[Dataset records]

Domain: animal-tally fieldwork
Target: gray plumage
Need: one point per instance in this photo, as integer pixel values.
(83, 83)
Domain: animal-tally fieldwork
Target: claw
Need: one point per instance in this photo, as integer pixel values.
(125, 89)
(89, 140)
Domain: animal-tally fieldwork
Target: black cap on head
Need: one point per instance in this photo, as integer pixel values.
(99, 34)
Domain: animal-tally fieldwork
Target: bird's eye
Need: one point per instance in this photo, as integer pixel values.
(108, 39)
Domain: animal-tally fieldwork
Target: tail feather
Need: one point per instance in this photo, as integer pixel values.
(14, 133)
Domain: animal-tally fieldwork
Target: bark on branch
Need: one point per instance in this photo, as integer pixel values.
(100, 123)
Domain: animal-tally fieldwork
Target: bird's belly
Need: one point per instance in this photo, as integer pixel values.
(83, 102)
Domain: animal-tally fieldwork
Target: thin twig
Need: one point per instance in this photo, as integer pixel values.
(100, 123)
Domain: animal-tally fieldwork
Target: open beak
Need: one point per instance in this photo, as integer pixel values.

[Set task] Rewrite all of the lines above, putting "wildlife survey work" wherever "animal-tally fieldwork" occurs and keeping everything else the same.

[Solution below]
Domain: wildlife survey work
Target: gray plumage
Need: one point per instance in this photo, as integer pixel values.
(83, 83)
Domain: wildlife survey work
Target: claw
Need: one point per instance in this photo, as integer pixel values.
(125, 89)
(89, 140)
Domain: wildlife survey work
Target: black cap on head
Need: one point per instance in this photo, as integer pixel values.
(99, 34)
Domain: wildlife survey work
Target: bird's eye
Need: one point per instance in this photo, as integer pixel values.
(108, 39)
Domain: wildlife survey work
Target: tail feather
Need: one point per instance in this photo, as integer pixel values.
(14, 133)
Domain: wildlife survey work
Target: bark on branch
Need: one point per instance in this photo, as integer pixel values.
(100, 123)
Domain: wildlife survey work
Target: bird's belly
Need: one point per instance in this photo, as integer pixel values.
(83, 102)
Domain: wildlife survey work
Target: thin twig
Need: one point per instance in this photo, as integer pixel values.
(100, 123)
Domain: wildlife survey work
Target: open beak
Need: one point per instance in this photo, as integer pixel values.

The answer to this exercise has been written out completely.